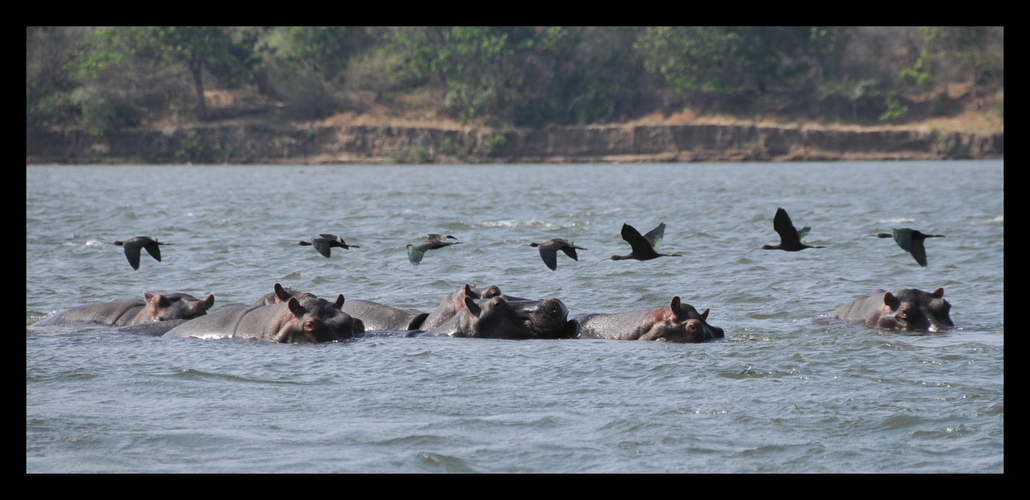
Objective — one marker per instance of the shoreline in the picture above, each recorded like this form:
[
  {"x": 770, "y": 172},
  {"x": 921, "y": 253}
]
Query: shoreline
[{"x": 258, "y": 142}]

■ **Task objective**: Shift every x and y coordinate in the answers of the listing above by adding 140, then write out all of the listing's lines again with the requests included. Leave the pictures out, and keep the numbers inside the requests as they are.

■ **Answer for the task**:
Objective — one marker per instance of the shoreline in the picture above, each recorded like this form:
[
  {"x": 770, "y": 172},
  {"x": 921, "y": 253}
]
Query: shoreline
[{"x": 398, "y": 282}]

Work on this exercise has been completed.